Task statement | Begin at the row that has "My team needs the bounding box of the rooftop" and stop after the last row, writing those rows out again with their requests. Scale every box coordinate in the answers by 1.2, rounding to whole numbers with halves going up.
— START OF Supplied data —
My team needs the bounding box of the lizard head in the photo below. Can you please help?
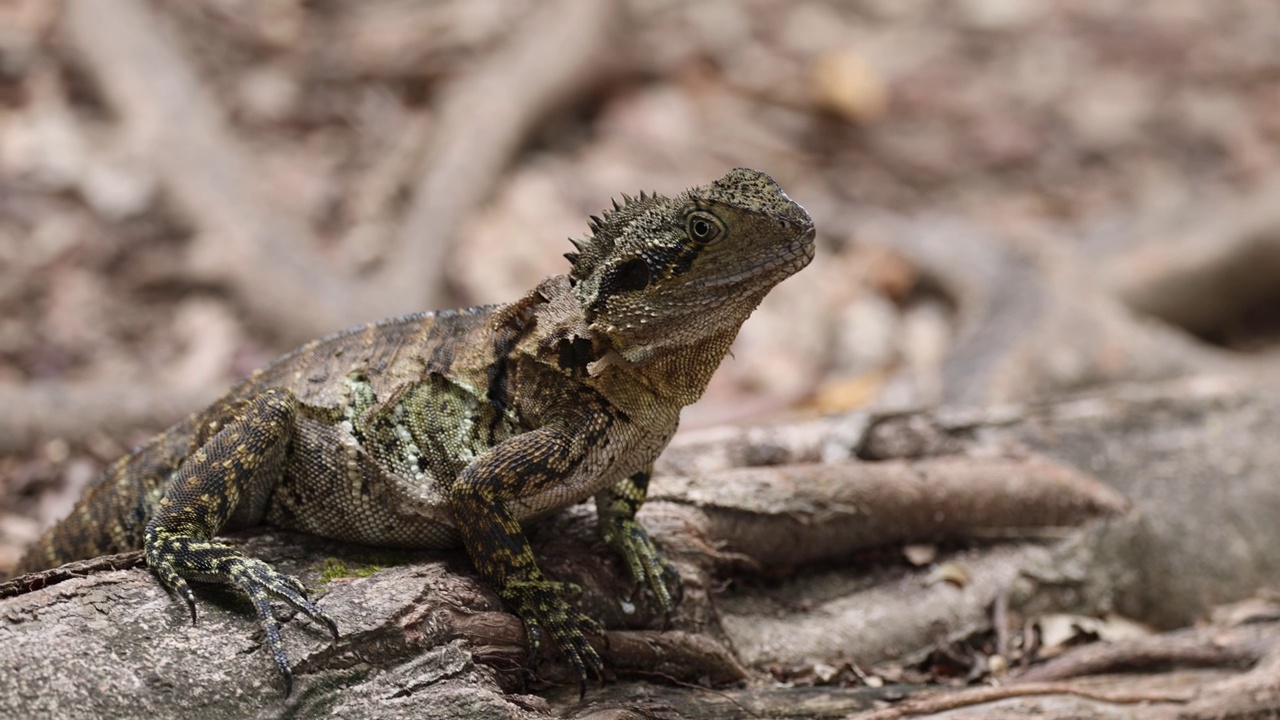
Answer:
[566,168,814,363]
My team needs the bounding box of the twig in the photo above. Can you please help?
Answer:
[858,683,1196,720]
[1014,634,1265,683]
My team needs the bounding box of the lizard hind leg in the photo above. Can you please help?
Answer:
[143,388,338,692]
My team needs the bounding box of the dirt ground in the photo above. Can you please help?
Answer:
[0,0,1280,712]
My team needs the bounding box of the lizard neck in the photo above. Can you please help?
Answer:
[591,327,737,427]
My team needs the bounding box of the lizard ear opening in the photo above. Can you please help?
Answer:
[604,258,652,295]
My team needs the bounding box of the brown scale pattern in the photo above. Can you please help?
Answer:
[10,169,814,689]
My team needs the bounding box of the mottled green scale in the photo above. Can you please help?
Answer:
[18,168,814,687]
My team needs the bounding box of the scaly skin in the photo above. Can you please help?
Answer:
[18,169,814,692]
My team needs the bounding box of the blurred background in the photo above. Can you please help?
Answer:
[0,0,1280,569]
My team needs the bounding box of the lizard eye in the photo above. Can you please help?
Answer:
[687,213,723,245]
[607,258,650,292]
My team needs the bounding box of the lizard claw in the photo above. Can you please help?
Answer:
[507,580,604,693]
[605,518,685,609]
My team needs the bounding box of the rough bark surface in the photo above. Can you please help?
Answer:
[0,371,1280,720]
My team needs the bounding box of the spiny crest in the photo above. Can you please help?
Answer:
[564,185,662,283]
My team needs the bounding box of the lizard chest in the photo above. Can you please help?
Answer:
[266,374,526,547]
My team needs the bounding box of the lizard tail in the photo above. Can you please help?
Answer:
[10,425,189,577]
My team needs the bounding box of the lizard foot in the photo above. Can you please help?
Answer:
[147,538,338,696]
[604,518,685,616]
[504,579,604,693]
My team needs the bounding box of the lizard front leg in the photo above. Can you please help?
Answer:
[451,427,604,689]
[143,388,338,694]
[595,465,682,616]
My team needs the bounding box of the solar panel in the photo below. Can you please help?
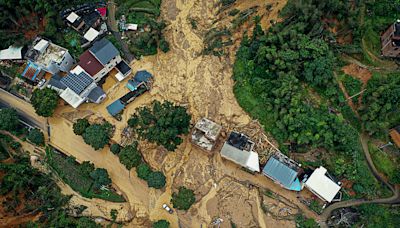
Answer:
[61,72,94,94]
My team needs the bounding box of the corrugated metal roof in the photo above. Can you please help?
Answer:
[263,157,298,189]
[89,38,119,66]
[107,100,125,116]
[61,72,94,95]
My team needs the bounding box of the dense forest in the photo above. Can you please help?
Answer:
[0,156,99,227]
[0,0,93,49]
[233,0,400,200]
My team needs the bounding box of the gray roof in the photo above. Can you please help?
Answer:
[221,142,250,166]
[47,74,67,90]
[61,72,94,95]
[89,38,119,66]
[263,157,298,189]
[88,86,105,102]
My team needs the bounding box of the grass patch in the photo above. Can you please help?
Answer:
[46,149,125,202]
[368,143,399,183]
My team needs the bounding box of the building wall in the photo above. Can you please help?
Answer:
[381,24,400,57]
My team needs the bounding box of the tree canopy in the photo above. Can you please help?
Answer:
[72,119,90,135]
[82,122,112,150]
[171,186,196,210]
[31,88,58,117]
[128,101,191,151]
[0,108,19,131]
[28,128,44,146]
[118,142,142,170]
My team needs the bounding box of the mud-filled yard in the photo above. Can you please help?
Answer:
[50,0,317,227]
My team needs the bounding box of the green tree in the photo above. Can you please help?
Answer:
[118,142,142,170]
[90,168,111,190]
[171,186,196,210]
[82,124,110,150]
[128,101,191,151]
[110,143,121,154]
[153,219,169,228]
[136,162,152,180]
[72,119,90,135]
[0,108,19,131]
[31,88,58,117]
[147,171,166,189]
[110,209,118,223]
[28,128,44,146]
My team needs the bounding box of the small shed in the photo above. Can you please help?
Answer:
[305,166,341,203]
[262,156,301,191]
[389,125,400,148]
[107,99,125,116]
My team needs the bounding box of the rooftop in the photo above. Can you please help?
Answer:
[89,38,119,66]
[26,38,68,67]
[60,72,94,95]
[221,142,260,172]
[195,118,222,141]
[305,166,341,202]
[78,51,103,76]
[263,155,301,191]
[21,61,41,81]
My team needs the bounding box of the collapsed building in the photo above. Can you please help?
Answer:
[221,131,260,172]
[192,118,222,151]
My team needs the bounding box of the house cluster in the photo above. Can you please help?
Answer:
[192,118,341,203]
[61,3,108,47]
[21,37,132,108]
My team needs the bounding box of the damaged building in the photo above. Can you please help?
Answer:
[192,118,222,151]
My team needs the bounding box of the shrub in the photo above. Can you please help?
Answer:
[147,171,165,189]
[82,124,110,150]
[31,88,58,117]
[73,119,90,135]
[153,220,169,228]
[136,163,152,180]
[110,143,121,154]
[0,108,19,131]
[160,37,169,53]
[128,101,191,151]
[118,142,142,170]
[171,186,196,210]
[28,128,44,146]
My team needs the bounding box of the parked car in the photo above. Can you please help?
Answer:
[163,203,174,214]
[38,78,46,88]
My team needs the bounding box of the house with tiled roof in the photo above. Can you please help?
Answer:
[47,67,106,108]
[78,38,132,82]
[25,37,75,74]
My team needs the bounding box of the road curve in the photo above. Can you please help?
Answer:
[319,133,400,227]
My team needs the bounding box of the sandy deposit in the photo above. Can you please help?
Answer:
[44,0,322,227]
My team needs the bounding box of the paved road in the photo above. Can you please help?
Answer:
[0,89,47,132]
[320,133,400,227]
— END OF Supplied data —
Problem solution |
My team needs the bounding box of the rooftop in the photo above. Can you please help?
Answer:
[107,46,143,79]
[31,46,82,80]
[72,86,113,114]
[265,170,312,206]
[234,142,266,169]
[366,199,409,242]
[94,61,124,91]
[316,186,361,229]
[25,73,49,97]
My team needs the bounding box of the collapsed building in the photo above. Can you please help?
Answer:
[265,157,312,206]
[230,142,266,181]
My team needs the bounding box of the house cluster in the photo above. Can you please help?
Answer:
[230,142,409,244]
[73,4,130,56]
[25,44,158,130]
My team needs the bounding box of the damaged building in the photo above. Can you please help?
Answer:
[230,142,266,181]
My team needs the bounding box of the shrub in the photo above. Can you please help?
Answer:
[176,205,198,227]
[98,149,132,180]
[37,106,70,140]
[88,143,108,162]
[184,264,203,274]
[163,196,182,216]
[132,172,145,185]
[0,130,23,157]
[192,44,203,64]
[154,121,229,181]
[142,170,170,204]
[205,223,235,252]
[34,154,53,175]
My team needs the bounding box of the parked car in the photo above. Can you please help?
Answer:
[196,244,209,257]
[46,94,55,106]
My team needs the bounding box of the house with tiled roof in the photo above. Can you please help?
Answer:
[56,80,127,130]
[94,46,158,98]
[30,44,90,89]
My team needs the bounding box of the road curve in the photo above. Can you please help?
Answer:
[383,160,480,272]
My team needs the bounding box of the sandy deposit in the photo above. Can you please help?
Answer:
[53,0,386,272]
My team needs the bounding box of the paved road in the photo above. Can you please help?
Answer:
[0,107,56,158]
[384,160,480,272]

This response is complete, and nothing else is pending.